What you will do
Rewrite all the rows below, switching "Target" to "Object" wherever it appears and leaving everything else as it is. Don't include the pictures.

Rows
-=-=-=-=-

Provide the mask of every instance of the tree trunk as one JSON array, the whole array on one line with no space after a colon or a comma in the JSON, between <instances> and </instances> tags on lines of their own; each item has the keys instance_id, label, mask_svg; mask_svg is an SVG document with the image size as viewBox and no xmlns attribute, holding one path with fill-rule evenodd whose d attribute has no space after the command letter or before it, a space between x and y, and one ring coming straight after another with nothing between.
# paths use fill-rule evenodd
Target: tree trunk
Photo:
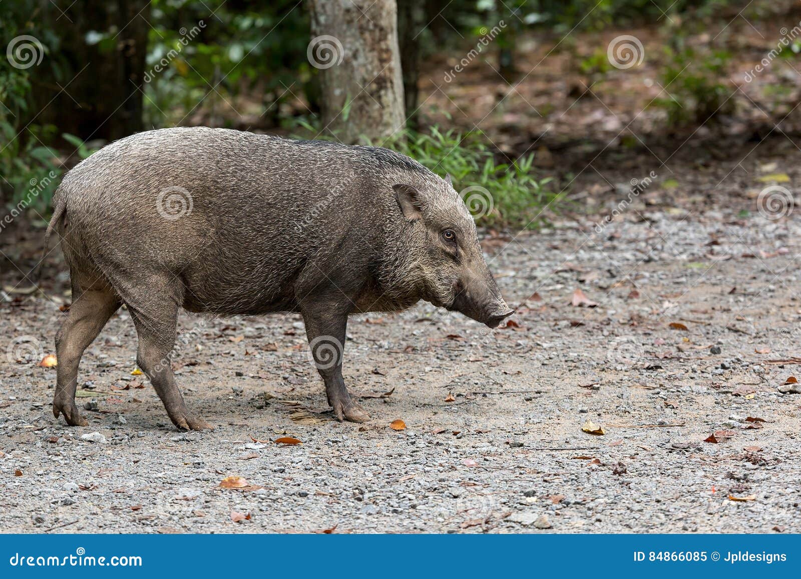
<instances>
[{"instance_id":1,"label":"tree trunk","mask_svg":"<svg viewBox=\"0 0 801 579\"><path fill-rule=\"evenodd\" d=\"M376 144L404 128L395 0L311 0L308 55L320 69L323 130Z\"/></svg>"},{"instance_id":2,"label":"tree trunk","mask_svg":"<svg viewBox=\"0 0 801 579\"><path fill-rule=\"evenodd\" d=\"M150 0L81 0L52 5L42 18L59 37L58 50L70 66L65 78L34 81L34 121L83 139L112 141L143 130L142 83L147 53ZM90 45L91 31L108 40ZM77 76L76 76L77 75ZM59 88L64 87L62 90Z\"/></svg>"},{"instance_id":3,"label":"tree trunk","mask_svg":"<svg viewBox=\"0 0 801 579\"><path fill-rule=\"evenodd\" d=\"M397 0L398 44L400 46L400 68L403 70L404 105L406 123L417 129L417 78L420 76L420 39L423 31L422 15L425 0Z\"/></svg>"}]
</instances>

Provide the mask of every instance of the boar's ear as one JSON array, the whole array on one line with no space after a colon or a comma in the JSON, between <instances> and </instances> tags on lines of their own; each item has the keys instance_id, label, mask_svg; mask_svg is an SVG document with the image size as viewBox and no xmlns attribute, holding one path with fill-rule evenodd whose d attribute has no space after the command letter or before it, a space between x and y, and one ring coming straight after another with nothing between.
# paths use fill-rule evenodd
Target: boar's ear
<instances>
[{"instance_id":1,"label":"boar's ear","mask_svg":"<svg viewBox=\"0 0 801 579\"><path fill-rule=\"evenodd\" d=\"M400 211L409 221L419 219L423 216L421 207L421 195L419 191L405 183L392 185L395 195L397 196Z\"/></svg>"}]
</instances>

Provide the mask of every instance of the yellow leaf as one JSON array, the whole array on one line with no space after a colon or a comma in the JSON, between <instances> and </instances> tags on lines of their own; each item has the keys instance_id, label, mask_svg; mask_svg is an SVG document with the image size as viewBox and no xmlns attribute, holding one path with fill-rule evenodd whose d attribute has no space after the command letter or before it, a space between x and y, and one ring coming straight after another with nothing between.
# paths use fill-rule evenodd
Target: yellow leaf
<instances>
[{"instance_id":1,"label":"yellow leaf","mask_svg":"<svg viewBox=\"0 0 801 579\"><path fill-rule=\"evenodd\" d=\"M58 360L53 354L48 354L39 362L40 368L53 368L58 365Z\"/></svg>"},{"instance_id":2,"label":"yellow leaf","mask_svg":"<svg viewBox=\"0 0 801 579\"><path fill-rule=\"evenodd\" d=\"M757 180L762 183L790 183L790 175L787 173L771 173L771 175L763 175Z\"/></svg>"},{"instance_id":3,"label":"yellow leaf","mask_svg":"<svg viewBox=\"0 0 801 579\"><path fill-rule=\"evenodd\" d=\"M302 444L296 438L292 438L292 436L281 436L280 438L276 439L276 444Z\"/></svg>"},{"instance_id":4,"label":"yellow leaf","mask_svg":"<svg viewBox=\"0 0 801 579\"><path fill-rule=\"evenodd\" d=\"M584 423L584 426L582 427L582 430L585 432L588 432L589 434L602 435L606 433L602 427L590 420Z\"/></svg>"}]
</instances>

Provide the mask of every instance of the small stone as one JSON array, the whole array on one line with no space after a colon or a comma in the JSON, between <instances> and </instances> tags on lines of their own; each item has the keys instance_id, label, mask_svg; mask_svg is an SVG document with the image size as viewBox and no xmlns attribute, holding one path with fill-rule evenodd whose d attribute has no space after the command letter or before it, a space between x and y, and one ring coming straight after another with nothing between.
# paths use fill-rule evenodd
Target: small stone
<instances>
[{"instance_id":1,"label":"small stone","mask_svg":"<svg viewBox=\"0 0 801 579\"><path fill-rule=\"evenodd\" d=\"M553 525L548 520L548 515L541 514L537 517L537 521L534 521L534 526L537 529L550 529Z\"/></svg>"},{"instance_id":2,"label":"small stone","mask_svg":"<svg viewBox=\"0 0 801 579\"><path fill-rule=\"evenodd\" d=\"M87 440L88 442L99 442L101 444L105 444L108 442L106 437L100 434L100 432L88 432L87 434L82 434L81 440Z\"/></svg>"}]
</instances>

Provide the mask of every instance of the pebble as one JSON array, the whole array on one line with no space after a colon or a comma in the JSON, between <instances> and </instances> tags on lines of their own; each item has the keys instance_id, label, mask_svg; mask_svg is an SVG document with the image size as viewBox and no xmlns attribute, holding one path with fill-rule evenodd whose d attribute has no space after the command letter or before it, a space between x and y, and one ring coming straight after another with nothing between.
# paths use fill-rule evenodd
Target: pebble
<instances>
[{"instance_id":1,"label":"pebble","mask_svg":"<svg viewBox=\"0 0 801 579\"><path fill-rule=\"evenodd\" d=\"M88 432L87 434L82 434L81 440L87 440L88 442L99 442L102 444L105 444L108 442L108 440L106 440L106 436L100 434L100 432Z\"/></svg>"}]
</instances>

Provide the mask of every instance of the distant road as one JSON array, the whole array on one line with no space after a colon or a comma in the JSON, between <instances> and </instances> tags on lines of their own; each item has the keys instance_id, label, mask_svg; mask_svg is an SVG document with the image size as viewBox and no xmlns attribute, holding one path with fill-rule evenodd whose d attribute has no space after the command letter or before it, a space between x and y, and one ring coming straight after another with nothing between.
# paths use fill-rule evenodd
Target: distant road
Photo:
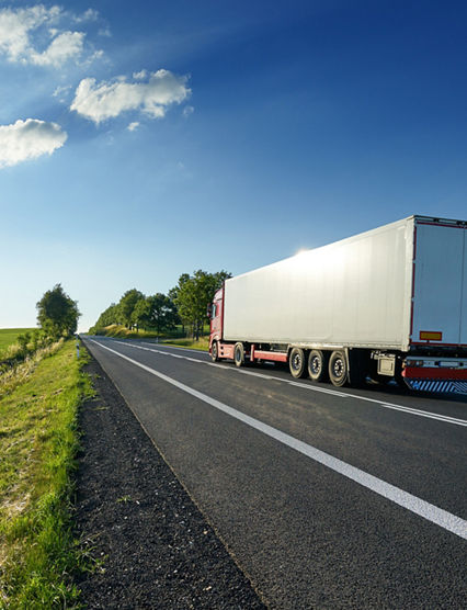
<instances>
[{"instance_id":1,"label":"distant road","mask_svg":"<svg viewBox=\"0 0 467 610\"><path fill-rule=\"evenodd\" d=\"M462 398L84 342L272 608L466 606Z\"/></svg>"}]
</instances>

-=-=-=-=-

Response
Provide the mask of every instance of the tree trunk as one JSON array, the whole array on one line with no space after a colon or a comma in the JSON, between <instances> and </instances> tags on lines of their own; each item has the keys instance_id, label, mask_svg; mask_svg is an SVG document with the image size as viewBox and no xmlns attribute, holding one path with fill-rule evenodd whose d attribute has no space after the command letter or before it, a space between x and y, and one ring coming straight after another with nothing between.
# paths use fill-rule evenodd
Object: tree trunk
Photo:
<instances>
[{"instance_id":1,"label":"tree trunk","mask_svg":"<svg viewBox=\"0 0 801 579\"><path fill-rule=\"evenodd\" d=\"M376 144L404 128L395 0L311 0L308 55L320 69L323 130Z\"/></svg>"},{"instance_id":2,"label":"tree trunk","mask_svg":"<svg viewBox=\"0 0 801 579\"><path fill-rule=\"evenodd\" d=\"M150 0L81 0L52 5L42 18L59 37L58 50L70 66L65 78L34 81L34 121L83 139L112 141L143 130L142 83L147 53ZM90 45L91 31L108 40ZM77 76L76 76L77 75ZM59 88L64 87L62 90Z\"/></svg>"},{"instance_id":3,"label":"tree trunk","mask_svg":"<svg viewBox=\"0 0 801 579\"><path fill-rule=\"evenodd\" d=\"M397 0L398 44L400 46L400 68L403 70L404 105L406 123L417 129L417 78L420 76L420 39L423 31L422 15L425 0Z\"/></svg>"}]
</instances>

Provide the mask of every instance of the boar's ear as one JSON array, the whole array on one line with no space after a colon or a comma in the JSON, between <instances> and </instances> tags on lines of their own; each item has the keys instance_id, label, mask_svg; mask_svg is an SVG document with the image size as viewBox and no xmlns attribute, holding one path with fill-rule evenodd whose d attribute has no space after the command letter or before it, a space between x and y, and one ring coming straight after another with nothing between.
# paths use fill-rule evenodd
Object: boar's ear
<instances>
[{"instance_id":1,"label":"boar's ear","mask_svg":"<svg viewBox=\"0 0 801 579\"><path fill-rule=\"evenodd\" d=\"M400 211L409 221L419 219L423 216L421 207L421 195L419 191L405 183L392 185L395 195L397 196Z\"/></svg>"}]
</instances>

Provide the mask of every instance of the yellow leaf as one JSON array, the whole array on one line with no space after a colon or a comma in the JSON, between <instances> and </instances> tags on lines of their own; each item has the keys instance_id, label, mask_svg; mask_svg is an SVG document with the image size as viewBox and no xmlns attribute, holding one path with fill-rule evenodd whose d attribute has no space after the command letter or before it, a space between x and y, and one ring coming straight after another with nothing between.
# paths use fill-rule evenodd
Object: yellow leaf
<instances>
[{"instance_id":1,"label":"yellow leaf","mask_svg":"<svg viewBox=\"0 0 801 579\"><path fill-rule=\"evenodd\" d=\"M58 360L53 354L48 354L39 362L40 368L53 368L58 365Z\"/></svg>"},{"instance_id":2,"label":"yellow leaf","mask_svg":"<svg viewBox=\"0 0 801 579\"><path fill-rule=\"evenodd\" d=\"M757 180L762 183L790 183L790 175L787 173L771 173L771 175L763 175Z\"/></svg>"},{"instance_id":3,"label":"yellow leaf","mask_svg":"<svg viewBox=\"0 0 801 579\"><path fill-rule=\"evenodd\" d=\"M302 444L296 438L292 438L292 436L281 436L280 438L276 439L276 444Z\"/></svg>"},{"instance_id":4,"label":"yellow leaf","mask_svg":"<svg viewBox=\"0 0 801 579\"><path fill-rule=\"evenodd\" d=\"M584 423L584 426L582 427L582 430L585 432L588 432L589 434L602 435L606 433L602 427L590 420Z\"/></svg>"}]
</instances>

Provide the mask of every instance of the small stone as one JSON array, the whole array on one line with no space after a colon or a comma in the JSON, between <instances> and </instances> tags on lines of their own; each item has the keys instance_id, label, mask_svg; mask_svg is an SVG document with the image size as viewBox and no xmlns attribute, holding one path with fill-rule evenodd whose d attribute has no space after the command letter or before it, a space between x and y, and one ring coming straight after another with nothing between.
# paths use fill-rule evenodd
Object: small stone
<instances>
[{"instance_id":1,"label":"small stone","mask_svg":"<svg viewBox=\"0 0 801 579\"><path fill-rule=\"evenodd\" d=\"M553 525L548 520L548 515L541 514L537 517L537 521L534 521L534 526L537 529L550 529Z\"/></svg>"},{"instance_id":2,"label":"small stone","mask_svg":"<svg viewBox=\"0 0 801 579\"><path fill-rule=\"evenodd\" d=\"M87 440L88 442L99 442L101 444L105 444L108 442L106 437L100 434L100 432L88 432L87 434L82 434L81 440Z\"/></svg>"}]
</instances>

Provide the mask of every instance of the pebble as one JSON array, the whole array on one line with no space after a colon or a comma in the JSON, between <instances> and </instances> tags on lines of their own; each item has the keys instance_id, label, mask_svg; mask_svg is an SVG document with the image size as viewBox and no xmlns attribute, holding one path with fill-rule evenodd whose d attribute has no space after the command letter or before it, a space between x and y, and one ring coming straight after another with nothing between.
# paths use fill-rule evenodd
Object: pebble
<instances>
[{"instance_id":1,"label":"pebble","mask_svg":"<svg viewBox=\"0 0 801 579\"><path fill-rule=\"evenodd\" d=\"M88 432L87 434L82 434L81 440L87 440L88 442L99 442L102 444L105 444L108 442L108 440L106 440L106 436L100 434L100 432Z\"/></svg>"}]
</instances>

Provide the mask of every instance of the distant road as one JSON array, the whole array on one line with no space after a colon or a comma in the JSON, between <instances> and </instances> tags on lines of their own; each item has the keys instance_id, label, mask_svg; mask_svg is an SVG document with the image size as viewBox and no xmlns attribute, holding one path with fill-rule evenodd whose d attribute has no space after the command letter or before it, a space between x and y, and one ring coming straight after another with nothing between.
# paths use fill-rule evenodd
Object: distant road
Photo:
<instances>
[{"instance_id":1,"label":"distant road","mask_svg":"<svg viewBox=\"0 0 467 610\"><path fill-rule=\"evenodd\" d=\"M462 398L84 342L272 608L466 606Z\"/></svg>"}]
</instances>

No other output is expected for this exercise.